"Chega ao fim" é uma expressão arriscada em relação às franquias de terror, mas vamos lá: quase 45 anos após a primeira aparição de Michael Myers — e às vésperas do Dia das Bruxas —, a saga do psicopata assassino chega ao fim em Halloween Ends (2022), filme que estreia nesta quinta-feira (13) nos cinemas.
Um dos pioneiros entre os maníacos homicidas que marcam o subgênero slasher (veio depois do Leatherface de O Massacre da Serra Elétrica e antes do Jason Voorhees de Sexta-Feira 13), Michael Myers foi criado pelo cineasta John Carpenter e pela roteirista e produtora Debra Hill em Halloween (1978). O personagem mascarado já nasceu como algo quase sobrenatural, essencialmente maligno e virtualmente imparável — uma força da natureza a assombrar a fictícia cidadezinha de Haddonfield e a adolescente Laurie Strode (interpretada por Jamie Lee Curtis).
— É uma criança de seis anos em um corpo de homem e com a mente de uma fera — descreveu em Halloween Kills (2021) o policial Hawkins (Will Patton).

(DADOS FORNECIDOS):
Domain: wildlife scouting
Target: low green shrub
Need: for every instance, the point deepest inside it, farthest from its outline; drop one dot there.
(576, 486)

(TAREFAS PROPOSTAS):
#1 Copie, no trecho sobre a saga de Michael Myers, a passagem que começa nas palavras "Um dos pioneiros" e vai até as palavras "Jamie Lee Curtis).", inclusive.
#2 Prossiga a escrita do trecho sobre a saga de Michael Myers a partir do ponto em que ele termina.

(RESULTADOS):
#1
Um dos pioneiros entre os maníacos homicidas que marcam o subgênero slasher (veio depois do Leatherface de O Massacre da Serra Elétrica e antes do Jason Voorhees de Sexta-Feira 13), Michael Myers foi criado pelo cineasta John Carpenter e pela roteirista e produtora Debra Hill em Halloween (1978). O personagem mascarado já nasceu como algo quase sobrenatural, essencialmente maligno e virtualmente imparável — uma força da natureza a assombrar a fictícia cidadezinha de Haddonfield e a adolescente Laurie Strode (interpretada por Jamie Lee Curtis).

#2
O filme original suscitou muitas leituras críticas. Uns analisaram como condenação dos prazeres juvenis (sobretudo o sexo). Outros reclamaram do incentivo à identificação do espectador com um personagem sádico (uma vez que a câmera assume o ponto de vista de Michael Myers). E houve quem visse uma zombaria da ilusão de segurança proporcionada pelos típicos subúrbios estadunidenses (como se nesses ambientes os pais pudessem proteger os filhos das influências negativas).
John Carpenter, hoje com 74 anos, costuma rejeitar essas leituras, dizendo que só queria fazer "um bom e velho filme de casa assombrada".
Fato é que Michael Myers incrustou-se no imaginário popular — assim como sua música aflitiva e sinistra, composta pelo próprio Carpenter — e já apareceu em 13 filmes. Oficialmente, no entanto, só existem quatro: o Halloween original e a trilogia dirigida por David Gordon Green — Halloween (2018), Halloween Kills e Halloween Ends. Estes três títulos são continuações diretas do filme de 1978, com Jamie Lee Curtis retomando o papel de Laurie Strode, que novamente se vê ameaçada pelo Michael Myers encarnado pelo ator e dublê James Jude Courtney, 1m91cm — e "dublado" por Nick Castle, que viveu o personagem na primeira vez, nos momentos em que ofega.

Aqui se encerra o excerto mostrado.